Passage to read

--- BEGIN ---

## Description: Text Preprocessing with Keras Tokenizer and Padding
This script demonstrates essential text preprocessing steps for Natural Language Processing using TensorFlow's Keras Tokenizer and pad_sequences.

It begins by defining a set of training sentences and initializing a Tokenizer with a specified num_words (limiting the vocabulary size to the most frequent words) and an oov_token (a special token for words not encountered during training). The tokenizer then learns the vocabulary from the training sentences, converting them into numerical sequences where each number represents a word's unique ID.

A key part of the process is pad_sequences, which ensures all text sequences have a uniform length, a common requirement for input to neural networks. Shorter sequences are padded with zeros, and longer ones are truncated.

Finally, the script showcases how the trained tokenizer handles new, unseen data, particularly how it uses the <OOV> token to represent words that were not part of its original vocabulary, providing a robust way to manage out-of-vocabulary terms in real-world applications.

In [1]:
import tensorflow as tf
from tensorflow import keras

# Import necessary modules from Keras for text preprocessing.
from tensorflow.keras.preprocessing.text import Tokenizer
from tensorflow.keras.preprocessing.sequence import pad_sequences

# Define a list of sentences to be processed.

--- END ---

Required actions
1. Reproduce everything in the Keras text preprocessing page from "It begins by" down to "word's unique ID.".
2. Answer these questions using the Keras text preprocessing page:
(a) What happens to sequences that are shorter than the uniform length set by pad_sequences?
(b) What is the oov_token used for?
(c) From which module is Tokenizer imported?
3. Carry on with the Keras text preprocessing page from the point where it stops.

Dataset records
--- BEGIN ---

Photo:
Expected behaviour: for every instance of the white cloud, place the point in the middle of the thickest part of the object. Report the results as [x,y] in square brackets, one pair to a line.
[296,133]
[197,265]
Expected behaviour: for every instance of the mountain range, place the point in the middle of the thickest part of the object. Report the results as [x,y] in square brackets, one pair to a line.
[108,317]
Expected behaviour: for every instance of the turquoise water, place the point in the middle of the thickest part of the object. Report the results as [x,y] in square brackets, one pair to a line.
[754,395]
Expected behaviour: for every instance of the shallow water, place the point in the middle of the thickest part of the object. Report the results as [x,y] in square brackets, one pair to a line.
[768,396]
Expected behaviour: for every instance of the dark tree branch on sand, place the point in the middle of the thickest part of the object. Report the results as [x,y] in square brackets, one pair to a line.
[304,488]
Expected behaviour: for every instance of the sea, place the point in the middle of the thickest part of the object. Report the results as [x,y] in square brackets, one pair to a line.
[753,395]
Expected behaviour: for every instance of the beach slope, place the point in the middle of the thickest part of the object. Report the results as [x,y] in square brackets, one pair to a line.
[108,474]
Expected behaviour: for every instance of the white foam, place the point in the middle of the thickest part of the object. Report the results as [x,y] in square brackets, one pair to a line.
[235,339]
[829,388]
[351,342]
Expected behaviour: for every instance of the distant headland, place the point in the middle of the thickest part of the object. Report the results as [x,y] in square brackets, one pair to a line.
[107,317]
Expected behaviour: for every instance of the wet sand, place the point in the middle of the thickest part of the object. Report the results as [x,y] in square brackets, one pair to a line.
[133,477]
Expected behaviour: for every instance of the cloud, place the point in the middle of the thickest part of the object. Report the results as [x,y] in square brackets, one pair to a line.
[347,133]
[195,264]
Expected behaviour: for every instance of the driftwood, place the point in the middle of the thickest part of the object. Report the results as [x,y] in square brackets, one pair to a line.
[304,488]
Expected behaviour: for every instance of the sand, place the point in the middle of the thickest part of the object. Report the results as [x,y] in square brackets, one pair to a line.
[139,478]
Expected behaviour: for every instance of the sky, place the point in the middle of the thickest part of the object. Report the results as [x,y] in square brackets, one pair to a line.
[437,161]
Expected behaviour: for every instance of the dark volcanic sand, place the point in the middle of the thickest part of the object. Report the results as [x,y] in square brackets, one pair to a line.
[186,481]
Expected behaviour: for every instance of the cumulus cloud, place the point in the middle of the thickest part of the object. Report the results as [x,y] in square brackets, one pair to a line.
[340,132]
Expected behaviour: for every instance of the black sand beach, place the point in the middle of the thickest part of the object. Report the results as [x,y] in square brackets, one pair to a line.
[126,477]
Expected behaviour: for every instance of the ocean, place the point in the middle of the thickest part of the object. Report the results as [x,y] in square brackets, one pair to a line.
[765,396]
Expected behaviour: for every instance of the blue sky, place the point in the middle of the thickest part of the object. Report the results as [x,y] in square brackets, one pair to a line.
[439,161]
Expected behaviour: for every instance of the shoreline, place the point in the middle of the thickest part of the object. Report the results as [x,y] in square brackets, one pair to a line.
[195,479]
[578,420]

--- END ---

Exercise answers
1.
It begins by defining a set of training sentences and initializing a Tokenizer with a specified num_words (limiting the vocabulary size to the most frequent words) and an oov_token (a special token for words not encountered during training). The tokenizer then learns the vocabulary from the training sentences, converting them into numerical sequences where each number represents a word's unique ID.

2.
(a) They are padded with zeros.
(b) It is a special token for words not encountered during training.
(c) tensorflow.keras.preprocessing.text

3.
sentences = [
    'I love my dog',
    'I love my cat',
    'You love my dog!',
    'Do you think my dog is amazing?'
]

# Initialize the Tokenizer.
# num_words=100 specifies that the tokenizer will only consider the top 100 most frequent words.
# oov_token="<OOV>" defines a special token for "Out-Of-Vocabulary" words.
# Any word encountered that was not in the original training vocabulary will be replaced by this token's index.
tokenizer = Tokenizer(num_words=100, oov_token="<OOV>")

# Fit the tokenizer on the provided sentences.
# This step analyzes the text, creates a vocabulary of unique words based on frequency,
# and assigns a unique integer index to each word. Punctuation is typically removed,
# and words are converted to lowercase by default.
tokenizer.fit_on_texts(sentences)

# Retrieve the word_index dictionary, which maps each word to its corresponding integer index.
word_index = tokenizer.word_index

# Convert the sentences into sequences of integers, where each integer represents a word's index.
sequences = tokenizer.texts_to_sequences(sentences)

# Pad the sequences to a uniform length.
# maxlen=5 ensures all sequences have a length of 5.
# If a sequence is shorter, it will be padded with zeros (by default at the beginning).
# If a sequence is longer, it will be truncated (by default from the beginning).
padded = pad_sequences(sequences, maxlen=5)

# Print the generated word index, original sequences, and padded sequences.
print("\nWord Index = ", word_index)
print("\nSequences = ", sequences)
print("\nPadded Sequences:")
print(padded)

# Try with words that the tokenizer wasn't fit to.
# These new sentences will demonstrate how the tokenizer handles "Out-Of-Vocabulary" words.
test_data = [
    'i really love my dog',
    'my dog loves my manatee'
]

# Convert the test data sentences into sequences using the already fitted tokenizer.
# Words like "really" and "manatee" were not in the original 'sentences' list,
# so they will be replaced by the OOV token's index.
test_seq = tokenizer.texts_to_sequences(test_data)
print("\nTest Sequence = ", test_seq)

# Pad the test sequences.
# maxlen=10 ensures all test sequences have a length of 10.
padded = pad_sequences(test_seq, maxlen=10)
print("\nPadded Test Sequence: ")
print(padded)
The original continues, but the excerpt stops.